## Available records
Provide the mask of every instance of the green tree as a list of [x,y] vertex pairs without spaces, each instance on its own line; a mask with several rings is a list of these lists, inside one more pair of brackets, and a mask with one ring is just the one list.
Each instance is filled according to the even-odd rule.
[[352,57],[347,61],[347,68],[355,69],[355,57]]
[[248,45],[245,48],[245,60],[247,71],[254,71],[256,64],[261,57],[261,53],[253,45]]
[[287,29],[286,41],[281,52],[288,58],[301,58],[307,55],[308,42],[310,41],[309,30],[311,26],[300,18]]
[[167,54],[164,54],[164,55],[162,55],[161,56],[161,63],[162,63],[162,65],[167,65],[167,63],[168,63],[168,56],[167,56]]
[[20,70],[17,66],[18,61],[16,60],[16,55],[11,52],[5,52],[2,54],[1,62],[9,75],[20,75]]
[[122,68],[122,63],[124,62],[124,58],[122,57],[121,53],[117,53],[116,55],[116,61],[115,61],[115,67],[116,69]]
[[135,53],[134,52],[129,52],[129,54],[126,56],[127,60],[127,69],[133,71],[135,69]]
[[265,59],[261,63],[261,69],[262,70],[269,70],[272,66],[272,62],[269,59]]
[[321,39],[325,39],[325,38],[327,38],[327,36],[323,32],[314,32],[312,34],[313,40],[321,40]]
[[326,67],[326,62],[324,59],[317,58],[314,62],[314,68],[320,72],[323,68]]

## What needs to be done
Reproduce exactly the lines from the one with "Each instance is" through the end of the entries above, both ends included.

## Solved exercise
Each instance is filled according to the even-odd rule.
[[352,57],[347,61],[347,68],[355,69],[355,57]]
[[248,45],[245,48],[245,60],[247,71],[254,71],[256,64],[261,57],[261,53],[253,45]]
[[287,29],[286,41],[281,52],[288,58],[301,58],[307,55],[308,42],[310,41],[309,30],[311,26],[300,18]]
[[167,54],[164,54],[164,55],[162,55],[161,56],[161,63],[162,63],[162,65],[167,65],[167,63],[168,63],[168,56],[167,56]]
[[20,70],[17,66],[18,61],[16,60],[16,55],[11,52],[5,52],[2,54],[1,62],[9,75],[20,75]]
[[122,68],[122,63],[124,62],[124,58],[122,57],[121,53],[117,53],[116,55],[116,61],[115,61],[115,67],[116,69]]
[[135,53],[134,52],[129,52],[129,54],[126,56],[127,60],[127,69],[133,71],[135,69]]
[[265,59],[261,63],[261,69],[262,70],[269,70],[272,66],[272,62],[269,59]]
[[321,39],[325,39],[325,38],[327,38],[327,36],[323,32],[314,32],[312,34],[313,40],[321,40]]
[[326,67],[326,62],[324,59],[317,58],[314,62],[314,68],[320,72],[323,68]]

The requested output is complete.